**GIVEN PROBLEM 1**
Locate each line of the records below that contains the word "front", and copy those lines.

**TEXT EXTRACT**
# Tilt trailer for equipment



## ProWorkz.com (Nov 29, 2004)

Does anyone have tilt trailer plans? I was given a 16' tandem trailer that I want to build into a tilt trailer.... Any help would be greatly appreciated.... Thanks....


----------



## proshare (Nov 7, 2004)

This looked like a good design for a light duty trailer to me.

Info & plans here: http://www.tufindustries.com/trailers.htm


----------



## ProWorkz.com (Nov 29, 2004)

*trailer plans*

Thanks for the link. I had checked out that site but they did not have the style of tilt trailer I want to build. I will try on find a picture of what I am going to build.....


----------



## PackRat (Dec 14, 2004)

I've seen a similar setup to that one. Only it had a heavier tongue, and used a hydraulic floor jack, for the tilt. Could be handy, if you needed to drag it out to change a flat.


----------



## proshare (Nov 7, 2004)

CAT226B said:


> Thanks for the link. I had checked out that site but they did not have the style of tilt trailer I want to build. I will try on find a picture of what I am going to build.....


Another design is to have the hitch,frame & axles solid and just the deck tilts.
I have an old 12ton thats designed this way.
I'll grab a few pics and post them later.


----------



## proshare (Nov 7, 2004)

This one was made by Birmingham trailer works in 1968


----------



## ProWorkz.com (Nov 29, 2004)

*trailer*



> Another design is to have the hitch,frame & axles solid and just the deck tilts.


That is the style of trailer I am going to build. Thanks for the input guys. I found a local trailer company that has a tilt trailer that I liked and took measurements and pictures. The trailer is 21' over all. With 17' tilt section.


----------



## Team_Yamaha (Nov 30, 2002)

I have a 20' trailer with a GVW of 14,000 lbs that has a 4' fixed and 16' tilt section on it. It looks like it works just like proshare's. I will try and take a couple pics of it next week, I have to go visit the in-laws this weekend so I will post the first part of next week.


----------



## gman2310 (Sep 25, 2004)

if your using it in the snow, its a little tricky, we have a 16ft tilt deck that we got from our local bobcat dealer and we never use it in snow, cause the machines dont go up. It gets too slippery


----------



## lb59 (Feb 22, 2005)

CAT226B said:


> Does anyone have tilt trailer plans? I was given a 16' tandem trailer that I want to build into a tilt trailer.... Any help would be greatly appreciated.... Thanks....


Why don't you make it so that it will dump and tilt both ? ? ?


----------

**RECORDS TO USE**
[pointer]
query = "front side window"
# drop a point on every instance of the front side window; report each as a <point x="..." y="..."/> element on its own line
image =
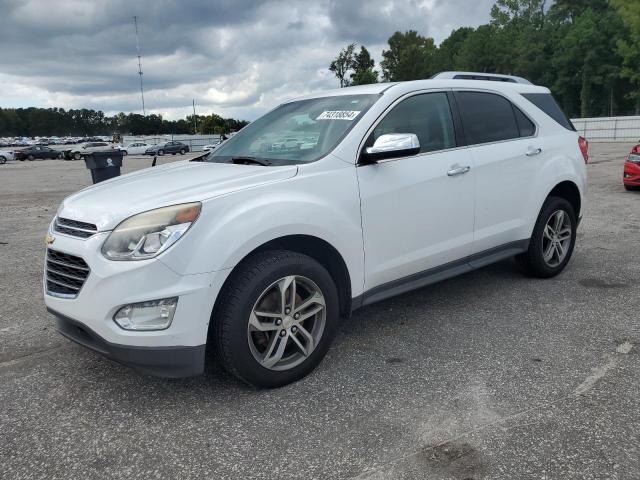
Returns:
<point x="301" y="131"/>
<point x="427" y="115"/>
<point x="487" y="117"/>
* * *
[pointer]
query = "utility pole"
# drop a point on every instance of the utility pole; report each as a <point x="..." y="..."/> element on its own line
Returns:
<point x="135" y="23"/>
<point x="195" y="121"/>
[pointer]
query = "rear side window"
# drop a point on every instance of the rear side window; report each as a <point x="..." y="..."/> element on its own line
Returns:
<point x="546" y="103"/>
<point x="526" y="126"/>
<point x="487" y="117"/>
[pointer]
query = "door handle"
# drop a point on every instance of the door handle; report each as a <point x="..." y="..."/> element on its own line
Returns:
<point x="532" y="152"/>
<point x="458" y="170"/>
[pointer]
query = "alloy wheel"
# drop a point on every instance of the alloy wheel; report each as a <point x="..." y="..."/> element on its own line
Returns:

**GIVEN PROBLEM 2**
Return the part of the tilt trailer thread starting with "I've seen a" and going on through "change a flat.", copied verbatim.

**EXERCISE RESPONSE 1**
query = "front side window"
# drop a point on every instance of the front side window; report each as a <point x="..." y="..."/> element on its own line

**EXERCISE RESPONSE 2**
I've seen a similar setup to that one. Only it had a heavier tongue, and used a hydraulic floor jack, for the tilt. Could be handy, if you needed to drag it out to change a flat.